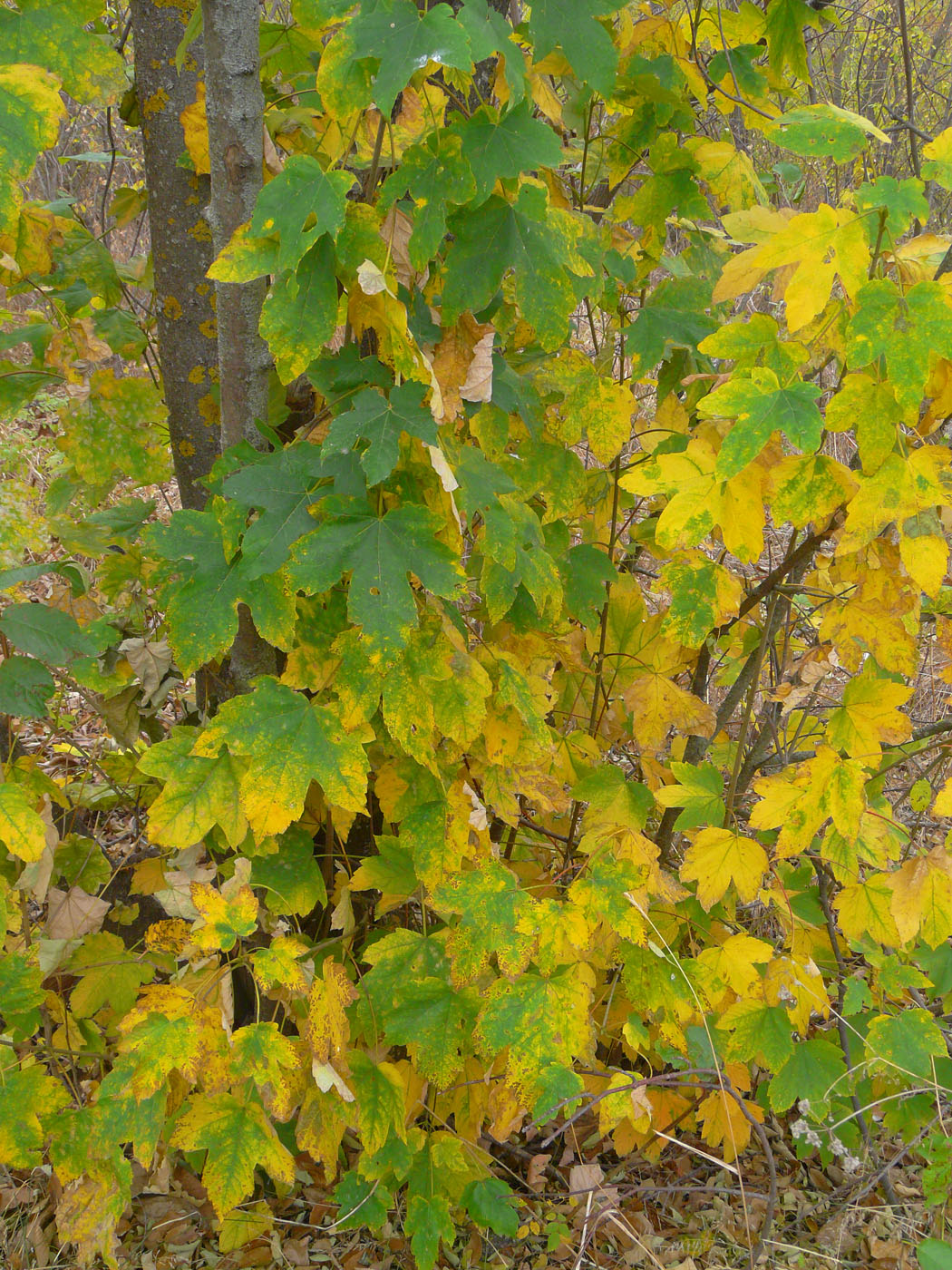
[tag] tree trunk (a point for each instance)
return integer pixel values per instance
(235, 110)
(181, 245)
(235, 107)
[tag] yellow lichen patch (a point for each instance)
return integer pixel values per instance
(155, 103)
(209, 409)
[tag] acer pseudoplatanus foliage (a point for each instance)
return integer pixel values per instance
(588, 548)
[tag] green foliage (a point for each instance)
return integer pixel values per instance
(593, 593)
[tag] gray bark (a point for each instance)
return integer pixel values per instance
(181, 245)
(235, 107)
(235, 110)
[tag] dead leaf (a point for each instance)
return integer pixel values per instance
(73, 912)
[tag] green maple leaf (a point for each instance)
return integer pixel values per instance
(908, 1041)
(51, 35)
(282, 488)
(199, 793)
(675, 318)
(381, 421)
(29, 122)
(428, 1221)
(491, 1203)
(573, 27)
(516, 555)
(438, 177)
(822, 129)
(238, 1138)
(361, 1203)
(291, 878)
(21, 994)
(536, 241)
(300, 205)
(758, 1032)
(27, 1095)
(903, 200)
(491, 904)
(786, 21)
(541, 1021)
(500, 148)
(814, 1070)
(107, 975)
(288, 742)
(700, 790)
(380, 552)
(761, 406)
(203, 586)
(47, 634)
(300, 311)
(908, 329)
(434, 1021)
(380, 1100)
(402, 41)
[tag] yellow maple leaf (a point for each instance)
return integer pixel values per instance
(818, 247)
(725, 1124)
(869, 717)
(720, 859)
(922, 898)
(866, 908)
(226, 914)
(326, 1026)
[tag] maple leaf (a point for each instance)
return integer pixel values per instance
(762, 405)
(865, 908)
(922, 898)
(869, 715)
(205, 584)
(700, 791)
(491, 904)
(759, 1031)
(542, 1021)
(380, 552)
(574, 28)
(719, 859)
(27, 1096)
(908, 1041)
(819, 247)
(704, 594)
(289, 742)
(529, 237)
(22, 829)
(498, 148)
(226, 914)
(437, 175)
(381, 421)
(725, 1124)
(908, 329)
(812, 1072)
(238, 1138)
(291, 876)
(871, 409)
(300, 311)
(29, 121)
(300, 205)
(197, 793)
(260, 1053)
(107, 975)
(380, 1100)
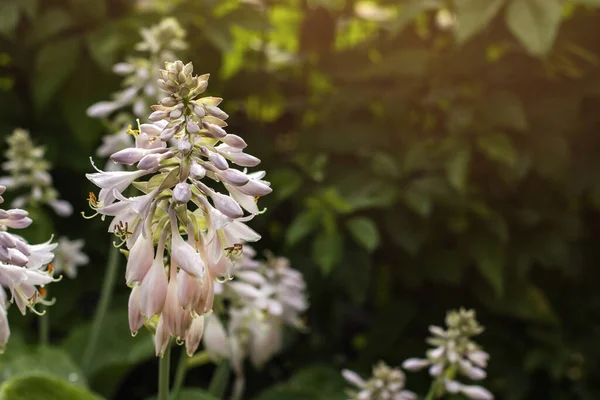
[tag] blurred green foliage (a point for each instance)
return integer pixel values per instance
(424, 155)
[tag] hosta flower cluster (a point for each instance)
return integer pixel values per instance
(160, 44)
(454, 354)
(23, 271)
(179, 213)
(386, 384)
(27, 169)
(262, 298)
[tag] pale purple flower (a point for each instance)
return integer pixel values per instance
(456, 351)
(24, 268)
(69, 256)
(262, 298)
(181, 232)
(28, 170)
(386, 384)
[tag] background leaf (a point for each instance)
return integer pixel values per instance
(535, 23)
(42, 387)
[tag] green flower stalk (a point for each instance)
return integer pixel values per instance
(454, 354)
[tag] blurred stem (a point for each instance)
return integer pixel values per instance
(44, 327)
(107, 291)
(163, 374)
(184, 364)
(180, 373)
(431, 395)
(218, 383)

▬▬▬▬▬▬▬▬▬▬

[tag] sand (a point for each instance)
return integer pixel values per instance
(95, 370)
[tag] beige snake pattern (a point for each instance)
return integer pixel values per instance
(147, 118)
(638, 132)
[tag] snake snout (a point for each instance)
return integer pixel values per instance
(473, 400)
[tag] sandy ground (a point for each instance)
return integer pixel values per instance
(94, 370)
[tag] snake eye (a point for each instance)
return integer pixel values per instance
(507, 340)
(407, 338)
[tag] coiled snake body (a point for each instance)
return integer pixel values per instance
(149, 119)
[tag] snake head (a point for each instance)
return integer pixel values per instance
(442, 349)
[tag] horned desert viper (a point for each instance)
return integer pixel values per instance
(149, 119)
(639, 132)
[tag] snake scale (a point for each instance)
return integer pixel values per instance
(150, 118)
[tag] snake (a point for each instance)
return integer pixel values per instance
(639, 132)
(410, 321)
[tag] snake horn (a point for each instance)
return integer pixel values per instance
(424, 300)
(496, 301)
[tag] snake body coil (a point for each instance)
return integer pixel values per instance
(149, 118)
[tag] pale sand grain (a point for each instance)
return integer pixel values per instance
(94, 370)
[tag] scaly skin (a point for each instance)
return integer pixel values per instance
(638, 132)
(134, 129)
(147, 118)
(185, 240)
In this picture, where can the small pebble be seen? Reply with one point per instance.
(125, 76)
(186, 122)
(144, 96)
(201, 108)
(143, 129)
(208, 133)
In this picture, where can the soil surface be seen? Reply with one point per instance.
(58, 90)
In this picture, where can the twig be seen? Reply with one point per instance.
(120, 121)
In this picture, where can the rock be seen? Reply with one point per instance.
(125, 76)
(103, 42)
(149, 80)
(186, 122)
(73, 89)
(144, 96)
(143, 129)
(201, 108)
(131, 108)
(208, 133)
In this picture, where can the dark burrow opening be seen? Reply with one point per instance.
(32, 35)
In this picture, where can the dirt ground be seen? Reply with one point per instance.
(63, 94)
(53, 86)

▬▬▬▬▬▬▬▬▬▬

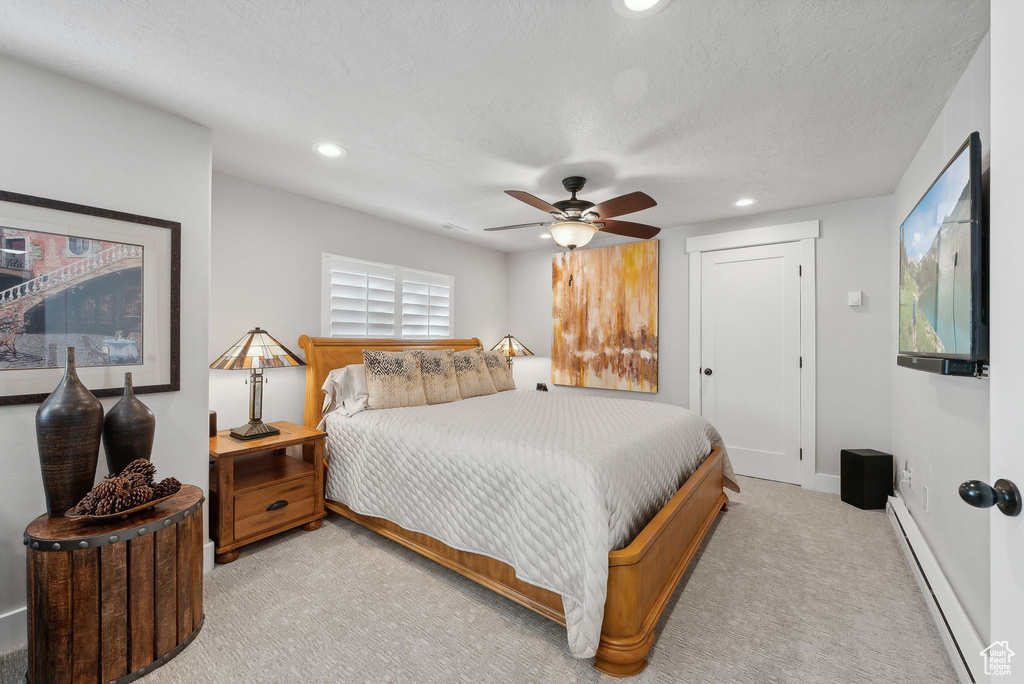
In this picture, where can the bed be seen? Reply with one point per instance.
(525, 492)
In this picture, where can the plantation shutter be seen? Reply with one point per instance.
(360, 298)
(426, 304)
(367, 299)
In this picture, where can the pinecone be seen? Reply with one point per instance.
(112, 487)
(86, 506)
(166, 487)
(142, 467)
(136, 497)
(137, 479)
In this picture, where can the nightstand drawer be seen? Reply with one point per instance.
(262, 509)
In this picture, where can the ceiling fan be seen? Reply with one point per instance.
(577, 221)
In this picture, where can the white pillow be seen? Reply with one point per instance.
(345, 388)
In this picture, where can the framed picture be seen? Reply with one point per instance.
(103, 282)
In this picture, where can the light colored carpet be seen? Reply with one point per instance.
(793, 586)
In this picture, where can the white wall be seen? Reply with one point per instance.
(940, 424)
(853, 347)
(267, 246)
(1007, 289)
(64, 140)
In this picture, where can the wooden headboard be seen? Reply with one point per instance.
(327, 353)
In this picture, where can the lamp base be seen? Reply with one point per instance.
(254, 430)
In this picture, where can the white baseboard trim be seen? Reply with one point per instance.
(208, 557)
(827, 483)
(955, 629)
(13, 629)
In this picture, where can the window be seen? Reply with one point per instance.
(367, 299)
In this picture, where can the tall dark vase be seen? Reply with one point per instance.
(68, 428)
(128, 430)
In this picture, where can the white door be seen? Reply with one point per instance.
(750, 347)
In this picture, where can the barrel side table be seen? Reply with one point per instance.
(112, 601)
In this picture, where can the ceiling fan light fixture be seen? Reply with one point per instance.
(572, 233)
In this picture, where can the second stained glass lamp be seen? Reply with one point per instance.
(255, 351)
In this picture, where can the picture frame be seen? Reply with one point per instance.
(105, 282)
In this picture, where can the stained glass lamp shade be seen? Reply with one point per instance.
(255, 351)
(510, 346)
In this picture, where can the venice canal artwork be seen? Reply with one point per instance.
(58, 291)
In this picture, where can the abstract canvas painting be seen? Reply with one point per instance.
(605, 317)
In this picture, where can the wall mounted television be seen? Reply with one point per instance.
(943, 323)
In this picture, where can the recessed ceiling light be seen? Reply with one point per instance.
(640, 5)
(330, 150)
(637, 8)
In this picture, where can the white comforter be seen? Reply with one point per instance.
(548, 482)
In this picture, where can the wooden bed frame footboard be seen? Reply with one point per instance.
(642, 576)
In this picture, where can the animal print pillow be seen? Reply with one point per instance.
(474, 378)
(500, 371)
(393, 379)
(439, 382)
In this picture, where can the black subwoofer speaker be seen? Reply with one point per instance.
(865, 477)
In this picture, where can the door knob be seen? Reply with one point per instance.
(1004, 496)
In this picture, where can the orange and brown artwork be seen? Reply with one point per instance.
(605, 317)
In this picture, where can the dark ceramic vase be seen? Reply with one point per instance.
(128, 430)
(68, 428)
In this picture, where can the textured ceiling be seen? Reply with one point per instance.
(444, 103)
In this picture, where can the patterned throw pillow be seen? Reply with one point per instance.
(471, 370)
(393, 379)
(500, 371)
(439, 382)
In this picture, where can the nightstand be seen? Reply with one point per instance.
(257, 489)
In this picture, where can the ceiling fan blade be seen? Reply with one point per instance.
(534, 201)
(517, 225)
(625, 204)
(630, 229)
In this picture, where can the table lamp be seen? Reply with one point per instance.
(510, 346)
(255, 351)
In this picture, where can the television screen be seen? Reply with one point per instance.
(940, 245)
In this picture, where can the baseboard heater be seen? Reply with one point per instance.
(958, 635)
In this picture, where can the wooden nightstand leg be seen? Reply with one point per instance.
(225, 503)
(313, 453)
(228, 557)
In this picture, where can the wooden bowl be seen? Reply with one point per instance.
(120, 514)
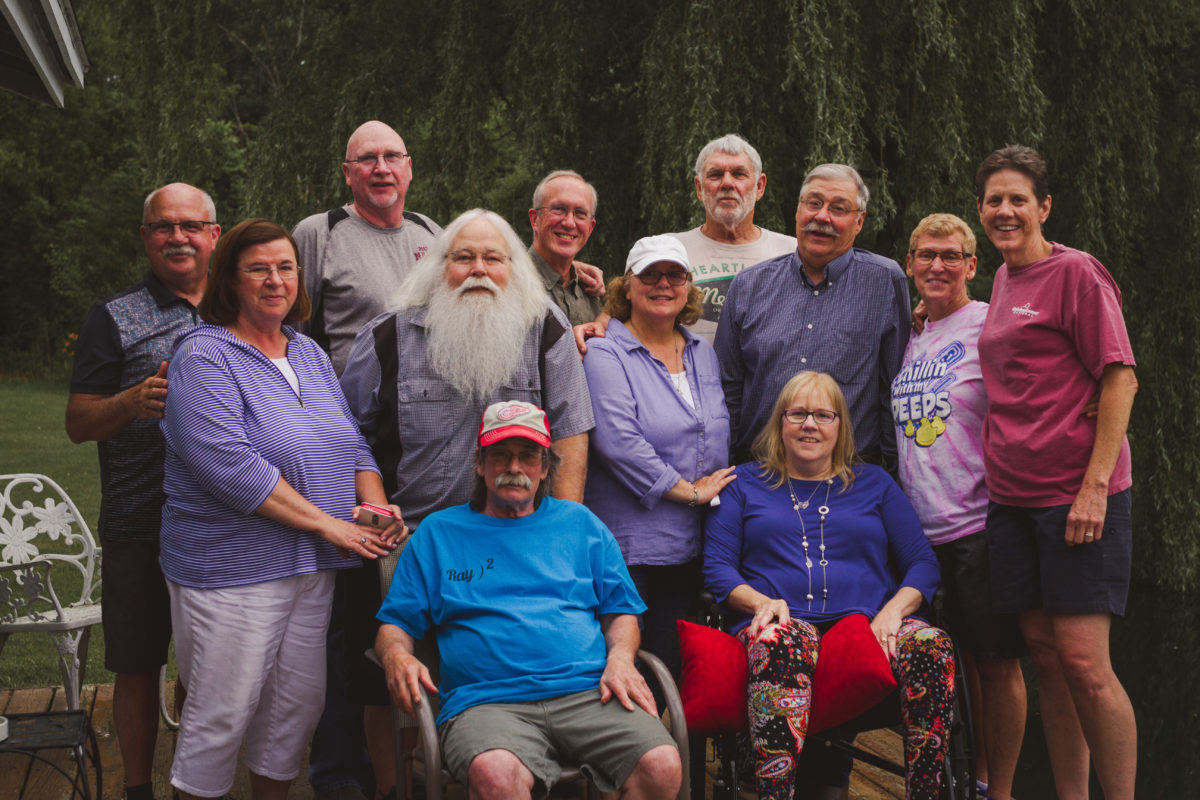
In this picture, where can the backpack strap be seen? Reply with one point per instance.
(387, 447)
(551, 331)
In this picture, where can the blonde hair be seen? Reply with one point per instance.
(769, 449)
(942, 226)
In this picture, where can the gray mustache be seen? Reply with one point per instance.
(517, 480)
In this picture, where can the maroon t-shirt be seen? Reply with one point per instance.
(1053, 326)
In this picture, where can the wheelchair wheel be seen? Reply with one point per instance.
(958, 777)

▬▬▬▬▬▬▬▬▬▬

* _The task_:
What you give back should be exactly the lines of the data above from the line with "[tag] beige snake" through the line with "[tag] snake eye (a point for each instance)", both of those included, and nothing more.

* _Solved exercise_:
[tag] beige snake pattern (a point for each instance)
return integer pixel values per instance
(147, 118)
(638, 132)
[tag] snake snout (a point for each instance)
return integer pixel values per instance
(473, 400)
[tag] sandy ground (a point for each instance)
return integer pixel values per instance
(94, 370)
[tag] snake eye (a point for each instance)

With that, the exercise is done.